__What to do__: Please transcribe the records below verbatim, from the line with "the bare tree?" up to and including the line with "[14,161,90,206]", and nothing else.

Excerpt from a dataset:

--*--

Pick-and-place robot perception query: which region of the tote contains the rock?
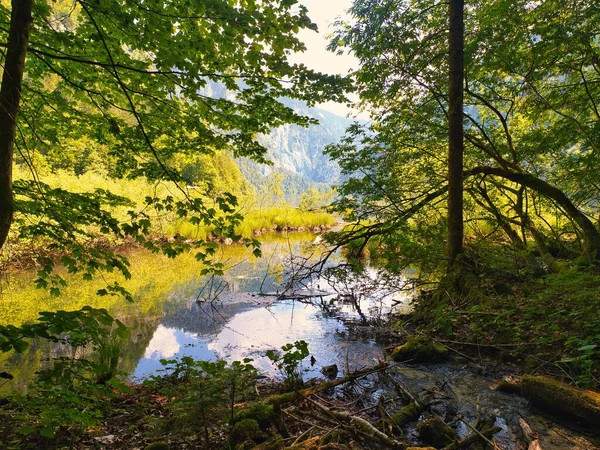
[94,434,118,445]
[417,417,456,448]
[321,364,338,378]
[392,336,448,363]
[387,402,423,427]
[521,375,600,430]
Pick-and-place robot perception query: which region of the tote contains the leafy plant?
[146,356,257,446]
[265,341,310,389]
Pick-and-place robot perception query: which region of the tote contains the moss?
[388,402,423,427]
[235,402,275,431]
[252,434,285,450]
[286,436,348,450]
[521,376,600,429]
[392,336,448,362]
[145,442,170,450]
[231,419,265,445]
[417,417,456,447]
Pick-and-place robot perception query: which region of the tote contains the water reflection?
[0,235,414,389]
[133,300,382,378]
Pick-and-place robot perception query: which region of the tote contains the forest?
[0,0,600,450]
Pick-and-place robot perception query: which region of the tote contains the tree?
[329,0,600,268]
[0,0,344,284]
[446,0,465,268]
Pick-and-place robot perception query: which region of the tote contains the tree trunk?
[446,0,464,270]
[467,167,600,260]
[0,0,33,248]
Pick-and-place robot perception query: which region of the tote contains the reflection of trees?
[161,302,256,335]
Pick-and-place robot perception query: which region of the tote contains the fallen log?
[443,427,502,450]
[521,375,600,430]
[264,362,389,406]
[519,417,542,450]
[310,400,406,450]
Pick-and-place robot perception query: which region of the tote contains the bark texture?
[0,0,33,248]
[467,166,600,260]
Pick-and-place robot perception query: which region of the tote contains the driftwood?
[309,399,406,449]
[443,427,501,450]
[519,417,542,450]
[264,362,389,406]
[521,376,600,430]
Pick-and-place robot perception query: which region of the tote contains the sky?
[290,0,358,116]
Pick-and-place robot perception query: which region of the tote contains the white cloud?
[290,0,367,119]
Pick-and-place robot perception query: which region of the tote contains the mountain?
[237,99,354,196]
[202,82,354,198]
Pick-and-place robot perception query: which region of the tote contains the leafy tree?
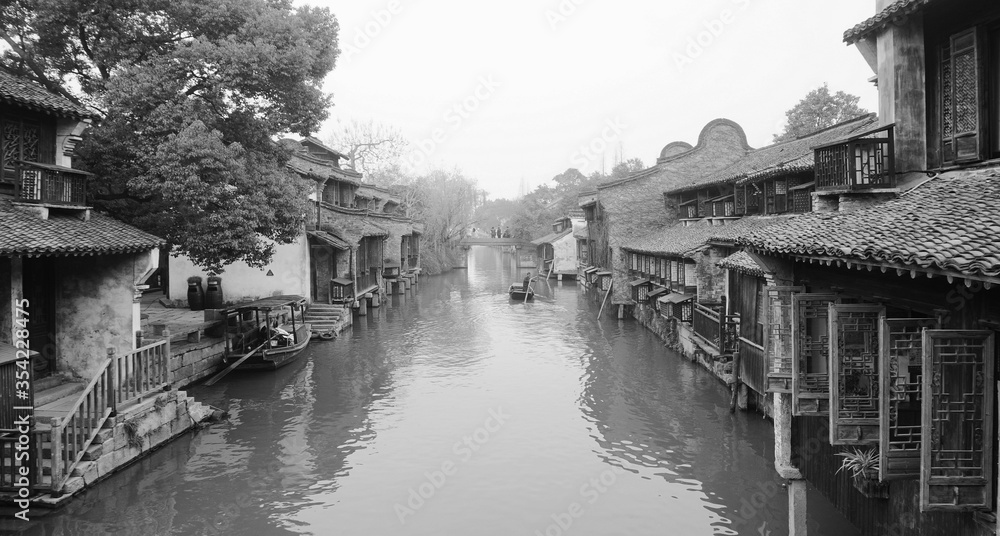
[0,0,339,272]
[774,84,868,143]
[329,120,407,178]
[610,158,646,179]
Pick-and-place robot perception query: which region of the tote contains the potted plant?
[837,447,889,499]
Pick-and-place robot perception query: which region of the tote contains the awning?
[660,292,694,303]
[306,231,351,251]
[646,287,668,299]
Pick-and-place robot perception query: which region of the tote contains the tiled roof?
[708,214,799,243]
[844,0,934,44]
[671,114,878,193]
[738,168,1000,277]
[0,68,92,118]
[718,250,764,277]
[324,216,389,244]
[0,201,165,256]
[622,216,795,255]
[531,228,573,246]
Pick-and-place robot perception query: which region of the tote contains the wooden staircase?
[303,303,351,339]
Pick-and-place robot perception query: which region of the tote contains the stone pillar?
[9,257,22,344]
[788,480,808,536]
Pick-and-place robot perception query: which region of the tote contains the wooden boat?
[225,296,311,370]
[507,283,535,301]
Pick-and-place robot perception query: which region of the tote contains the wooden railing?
[14,161,89,206]
[691,303,722,351]
[815,125,896,191]
[739,337,768,393]
[50,339,170,495]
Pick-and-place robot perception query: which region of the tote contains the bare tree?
[327,119,407,178]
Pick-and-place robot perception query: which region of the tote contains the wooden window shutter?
[830,304,885,445]
[879,318,938,480]
[792,294,839,416]
[763,286,804,393]
[940,28,983,162]
[920,330,996,511]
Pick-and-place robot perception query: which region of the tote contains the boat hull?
[507,285,535,301]
[236,326,310,370]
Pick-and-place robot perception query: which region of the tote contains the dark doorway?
[23,258,57,378]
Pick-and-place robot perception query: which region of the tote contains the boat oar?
[597,281,615,318]
[205,333,277,385]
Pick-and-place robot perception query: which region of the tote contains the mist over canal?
[11,248,855,536]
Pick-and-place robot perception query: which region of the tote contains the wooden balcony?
[14,161,91,207]
[815,125,896,191]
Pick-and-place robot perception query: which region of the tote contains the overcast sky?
[308,0,877,197]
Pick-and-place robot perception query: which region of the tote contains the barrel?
[188,277,205,311]
[205,275,225,309]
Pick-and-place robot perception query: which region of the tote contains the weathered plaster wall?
[694,246,729,303]
[169,234,311,301]
[552,233,576,274]
[877,12,927,171]
[0,257,9,344]
[599,119,750,304]
[53,253,142,380]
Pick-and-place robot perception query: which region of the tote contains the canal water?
[11,248,856,536]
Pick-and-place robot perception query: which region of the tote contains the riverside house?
[604,0,1000,536]
[738,0,1000,535]
[170,138,421,320]
[531,216,587,281]
[0,70,213,502]
[579,119,751,310]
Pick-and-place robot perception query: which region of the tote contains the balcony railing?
[815,125,896,191]
[691,302,740,354]
[14,161,90,206]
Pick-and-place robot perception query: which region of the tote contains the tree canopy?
[774,84,868,143]
[0,0,339,272]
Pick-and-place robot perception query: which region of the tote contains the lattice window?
[774,180,788,212]
[792,294,838,416]
[879,318,937,480]
[764,181,777,214]
[920,330,996,511]
[746,184,762,214]
[792,188,812,212]
[830,304,885,445]
[761,286,803,393]
[940,28,982,162]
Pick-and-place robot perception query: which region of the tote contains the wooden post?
[163,330,173,389]
[729,351,743,413]
[48,417,63,497]
[108,347,120,416]
[597,279,615,318]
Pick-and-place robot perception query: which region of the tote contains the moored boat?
[226,296,311,370]
[507,283,535,301]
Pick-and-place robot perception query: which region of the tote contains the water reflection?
[3,249,853,536]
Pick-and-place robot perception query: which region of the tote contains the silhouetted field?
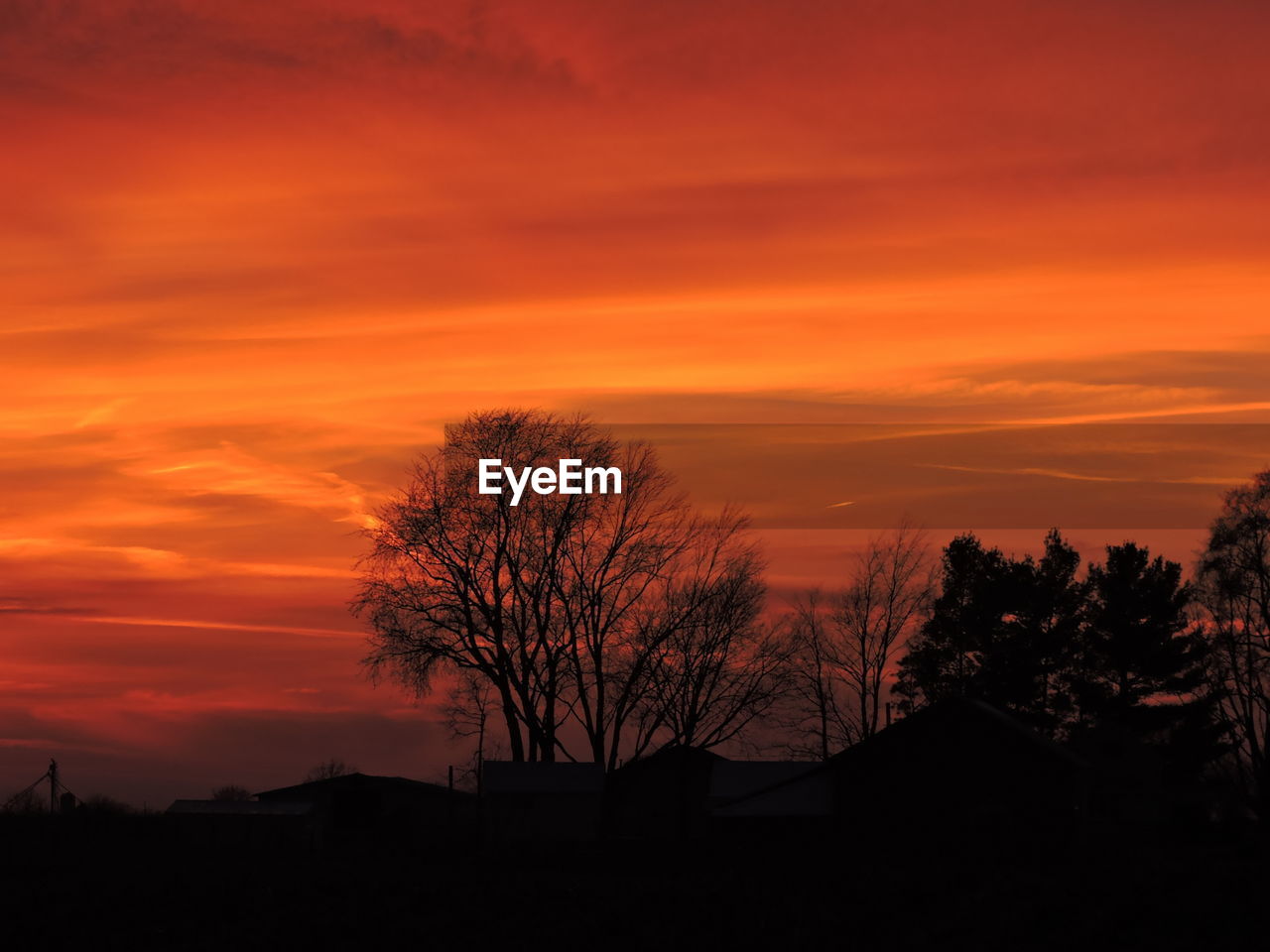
[0,816,1270,949]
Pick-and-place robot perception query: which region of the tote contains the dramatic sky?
[0,0,1270,806]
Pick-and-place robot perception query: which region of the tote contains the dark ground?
[0,816,1270,951]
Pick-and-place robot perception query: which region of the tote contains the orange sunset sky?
[0,0,1270,806]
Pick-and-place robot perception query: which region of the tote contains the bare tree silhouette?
[786,523,934,759]
[353,410,761,767]
[1199,470,1270,815]
[305,757,357,783]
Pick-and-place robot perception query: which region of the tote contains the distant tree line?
[353,410,1270,810]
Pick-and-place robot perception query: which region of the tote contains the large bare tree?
[354,410,759,767]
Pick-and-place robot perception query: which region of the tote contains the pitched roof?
[165,799,314,816]
[481,761,604,793]
[257,774,470,799]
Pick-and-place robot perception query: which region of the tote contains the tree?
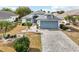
[1,8,13,12]
[26,22,32,29]
[75,16,79,21]
[13,36,30,52]
[57,10,64,14]
[15,6,32,18]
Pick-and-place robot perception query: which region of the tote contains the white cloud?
[51,6,79,11]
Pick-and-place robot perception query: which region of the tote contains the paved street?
[41,30,79,52]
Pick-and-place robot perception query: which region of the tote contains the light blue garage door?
[40,21,58,29]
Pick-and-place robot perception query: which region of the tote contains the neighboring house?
[22,11,45,23]
[0,11,18,22]
[37,13,61,29]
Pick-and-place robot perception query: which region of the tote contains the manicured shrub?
[26,22,32,29]
[13,36,30,52]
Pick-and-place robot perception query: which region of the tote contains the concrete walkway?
[41,30,79,52]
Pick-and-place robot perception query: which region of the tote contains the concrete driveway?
[41,30,79,52]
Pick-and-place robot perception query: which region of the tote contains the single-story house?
[22,11,45,23]
[0,11,18,22]
[37,13,61,29]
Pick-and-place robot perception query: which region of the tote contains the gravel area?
[41,30,79,52]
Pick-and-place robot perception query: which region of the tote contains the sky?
[0,6,79,12]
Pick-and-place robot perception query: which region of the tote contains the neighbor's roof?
[0,11,17,19]
[22,11,45,19]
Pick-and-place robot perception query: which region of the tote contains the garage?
[40,21,58,29]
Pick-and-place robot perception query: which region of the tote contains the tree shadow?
[29,48,41,52]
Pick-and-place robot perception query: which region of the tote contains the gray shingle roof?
[0,11,17,19]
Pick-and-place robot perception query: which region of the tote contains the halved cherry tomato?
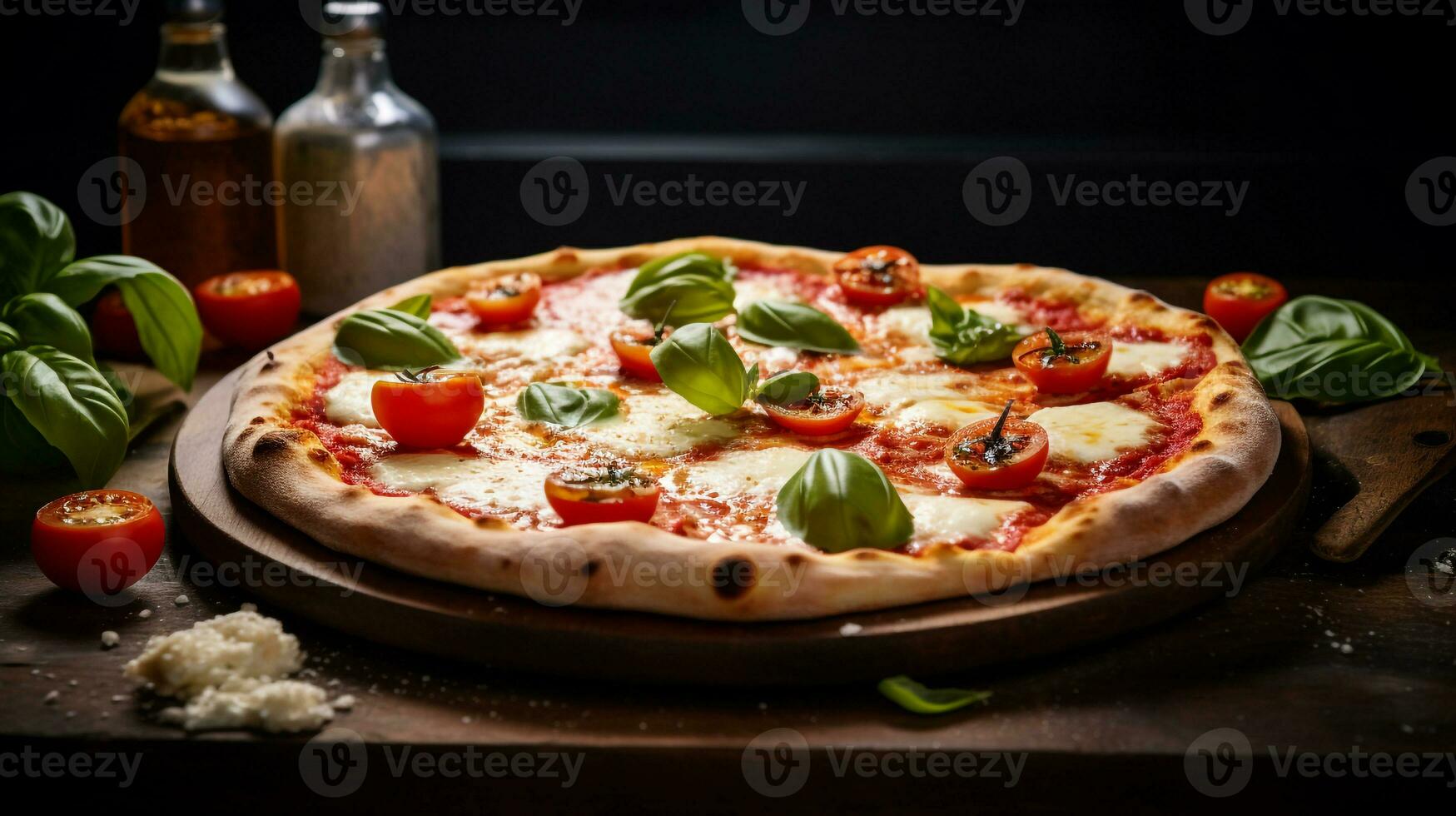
[834,246,920,306]
[1011,326,1112,394]
[192,270,301,351]
[763,386,865,435]
[1203,272,1289,342]
[546,466,663,528]
[92,289,147,360]
[945,401,1050,490]
[612,326,673,382]
[465,272,542,325]
[31,490,166,595]
[370,367,485,447]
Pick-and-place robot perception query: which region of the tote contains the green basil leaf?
[738,301,859,354]
[515,383,620,429]
[0,346,128,487]
[879,674,991,714]
[1244,296,1440,404]
[653,324,757,415]
[45,255,202,391]
[626,252,738,297]
[618,272,735,326]
[925,286,1021,366]
[0,192,76,301]
[334,309,460,371]
[754,371,818,406]
[4,291,96,367]
[390,295,434,321]
[779,447,914,552]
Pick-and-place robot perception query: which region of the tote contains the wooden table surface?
[0,278,1456,812]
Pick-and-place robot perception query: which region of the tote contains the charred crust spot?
[709,555,756,600]
[253,431,299,459]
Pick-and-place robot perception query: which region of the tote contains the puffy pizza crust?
[223,237,1280,621]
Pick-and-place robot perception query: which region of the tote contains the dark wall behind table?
[0,0,1456,286]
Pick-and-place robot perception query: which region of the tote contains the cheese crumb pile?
[122,610,334,732]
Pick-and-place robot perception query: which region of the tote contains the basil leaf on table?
[0,291,96,367]
[390,295,434,321]
[0,346,128,487]
[0,192,76,301]
[779,447,914,552]
[619,272,735,326]
[753,371,818,406]
[515,383,622,429]
[1244,295,1440,404]
[925,286,1021,366]
[879,674,991,714]
[334,309,460,371]
[653,323,758,415]
[45,255,202,391]
[738,301,859,354]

--*--

__Written answer__:
Pick-and-place robot perception query: which region of the tote contains the bare tree?
[327,119,407,178]
Pick-and-place robot perception query: which region of the tote contains the wooden window shutter?
[830,304,885,445]
[879,318,938,480]
[792,294,839,416]
[763,286,804,393]
[940,28,983,162]
[920,330,996,511]
Pick-and-place robot perception query: which region of the tote contains the boat hull?
[507,285,535,301]
[236,326,310,370]
Pick-and-place robot perception query: which region of the tote contains the dark doorway?
[23,258,57,378]
Pick-and-place robot perception query: which region of the tote contains the boat oar?
[597,281,615,318]
[205,333,277,385]
Pick-and-place robot perception query: which region of the tote contains the mist over canal?
[11,248,855,536]
Pick-and-place robot perception query: which region of the tote contains the wooden balcony?
[14,161,91,207]
[815,125,896,191]
Pick-and-place robot perception query: which region of the tote contains the overcast sky?
[308,0,877,197]
Pick-and-place robot perception query: which region of the tote contains the barrel?
[188,277,205,311]
[205,275,225,309]
Pick-and-place robot perception query: which region of the tote contains the weathered plaster wall?
[694,246,729,303]
[169,234,311,301]
[552,233,576,274]
[877,12,927,171]
[0,257,9,344]
[599,119,750,304]
[53,253,142,380]
Pick-and-place robot perception query: which region of the tote contains the canal water?
[11,248,856,536]
Pick-and-place robot perception query: which region of the tote contains the riverside house?
[604,0,1000,536]
[738,0,1000,535]
[170,138,421,320]
[531,216,587,281]
[0,70,213,502]
[579,119,751,310]
Pick-and-place robot perception query: which region of the tote contains the balcony railing?
[815,125,896,191]
[691,302,740,354]
[14,161,90,206]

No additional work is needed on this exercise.